— begin —

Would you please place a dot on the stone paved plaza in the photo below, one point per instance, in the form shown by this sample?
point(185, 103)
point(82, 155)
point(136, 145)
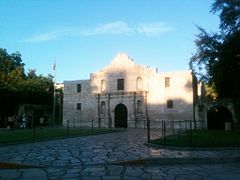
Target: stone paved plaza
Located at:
point(112, 156)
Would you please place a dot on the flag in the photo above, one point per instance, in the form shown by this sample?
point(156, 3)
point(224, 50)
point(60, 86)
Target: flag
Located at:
point(54, 66)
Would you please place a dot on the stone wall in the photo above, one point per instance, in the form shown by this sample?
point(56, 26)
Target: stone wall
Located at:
point(144, 95)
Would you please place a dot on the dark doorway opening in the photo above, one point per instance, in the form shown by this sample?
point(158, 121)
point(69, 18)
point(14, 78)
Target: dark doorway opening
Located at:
point(217, 116)
point(120, 116)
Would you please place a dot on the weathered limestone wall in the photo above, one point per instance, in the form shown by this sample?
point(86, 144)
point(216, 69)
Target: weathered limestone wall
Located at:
point(72, 97)
point(142, 85)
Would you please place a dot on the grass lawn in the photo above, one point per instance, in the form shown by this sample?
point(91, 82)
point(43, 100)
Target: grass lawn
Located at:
point(46, 133)
point(208, 138)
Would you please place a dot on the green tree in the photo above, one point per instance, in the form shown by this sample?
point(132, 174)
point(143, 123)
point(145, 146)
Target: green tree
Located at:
point(18, 88)
point(217, 60)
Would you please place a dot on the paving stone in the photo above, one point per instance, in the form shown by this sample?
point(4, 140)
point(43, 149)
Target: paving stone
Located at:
point(85, 158)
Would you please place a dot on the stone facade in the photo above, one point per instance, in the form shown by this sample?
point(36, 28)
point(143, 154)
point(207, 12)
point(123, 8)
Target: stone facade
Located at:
point(125, 94)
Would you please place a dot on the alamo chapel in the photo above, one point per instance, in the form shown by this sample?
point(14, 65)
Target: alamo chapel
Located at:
point(125, 94)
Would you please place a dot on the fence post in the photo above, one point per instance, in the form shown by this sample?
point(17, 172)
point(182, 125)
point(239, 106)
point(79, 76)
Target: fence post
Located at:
point(173, 126)
point(180, 127)
point(92, 126)
point(164, 130)
point(190, 134)
point(34, 131)
point(68, 128)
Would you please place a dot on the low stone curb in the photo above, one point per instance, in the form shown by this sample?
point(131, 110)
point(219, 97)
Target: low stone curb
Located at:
point(6, 165)
point(174, 161)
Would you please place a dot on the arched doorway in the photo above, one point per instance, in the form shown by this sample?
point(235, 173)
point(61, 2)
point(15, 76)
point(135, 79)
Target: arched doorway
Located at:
point(120, 116)
point(217, 116)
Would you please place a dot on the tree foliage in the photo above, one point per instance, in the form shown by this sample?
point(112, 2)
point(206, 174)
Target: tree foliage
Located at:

— end —

Problem | Quote the records in full and exactly; skip any image.

Task response |
Would you please place a dot on the stone paved plaza in the photo below, one point per instance, in the form shown by this sample?
point(185, 103)
point(82, 155)
point(136, 145)
Target: stone paved plaza
Located at:
point(112, 156)
Would you please place a dot on the flag in the photo above, one point per instance, in the form shown by this sample?
point(156, 3)
point(224, 50)
point(60, 86)
Target: flag
Located at:
point(54, 66)
Would you please place a dot on the stone wall in the photo above, one point per instance, in the form shown by this sample?
point(56, 26)
Target: stone wall
Located at:
point(144, 95)
Would you please place a dot on the dark doorway opening in the photo above, one point per instance, in the form shown by this sample?
point(158, 121)
point(69, 18)
point(14, 78)
Target: dark doorway opening
Located at:
point(217, 116)
point(120, 116)
Would you please place a dot on the weathered limestone wall in the photo above, one point per instance, in the form shown by this sample?
point(86, 144)
point(216, 69)
Target: weathered limestone wall
Located at:
point(72, 97)
point(142, 85)
Would you please place a dot on the grass lawn in the photo above, one point per instance, in the form shown by this sample?
point(91, 82)
point(43, 100)
Target: grass lawn
Located at:
point(46, 133)
point(208, 138)
Would you please place a dot on the green tree in the photo above, one point per instance, in the form shown by this sample?
point(132, 174)
point(143, 123)
point(145, 146)
Target: green tree
Located at:
point(18, 88)
point(217, 60)
Would you please place a dot on the paving stone in the photo above, one point per instance, in the form shown by this sample?
point(4, 140)
point(43, 149)
Target: paving stone
Located at:
point(85, 158)
Would you please place a dot on the stone facade in the photo above, one point per instance, in the form shown by this sample?
point(36, 28)
point(143, 154)
point(207, 12)
point(123, 8)
Target: stone facade
Located at:
point(125, 94)
Would you please place a dot on the alamo chapel in the photo above, one point per instance, in the form shown by this sample?
point(14, 65)
Target: alamo chapel
Located at:
point(125, 94)
Would you please place a dot on the fence post in the photo above, one point per instance, in the form shown by this sample?
point(17, 172)
point(182, 125)
point(239, 106)
point(79, 76)
Target: fence post
Located at:
point(173, 126)
point(180, 127)
point(92, 126)
point(164, 130)
point(190, 134)
point(34, 131)
point(68, 128)
Would you please place a dot on the low stone curb in the photo above, one point per instance, in the form shown by this sample?
point(131, 110)
point(219, 97)
Target: low stone curb
Located at:
point(6, 165)
point(174, 161)
Would you please place a dot on the arched doorway in the photo above, one point per instance, in the form shown by this sample?
point(235, 173)
point(61, 2)
point(15, 76)
point(135, 79)
Target: arched doorway
Located at:
point(120, 116)
point(217, 116)
Would you please place a dot on the tree foliage in the photo above, one point per instance, in the form shown by this sample?
point(112, 2)
point(206, 174)
Target: tree foliage
Located at:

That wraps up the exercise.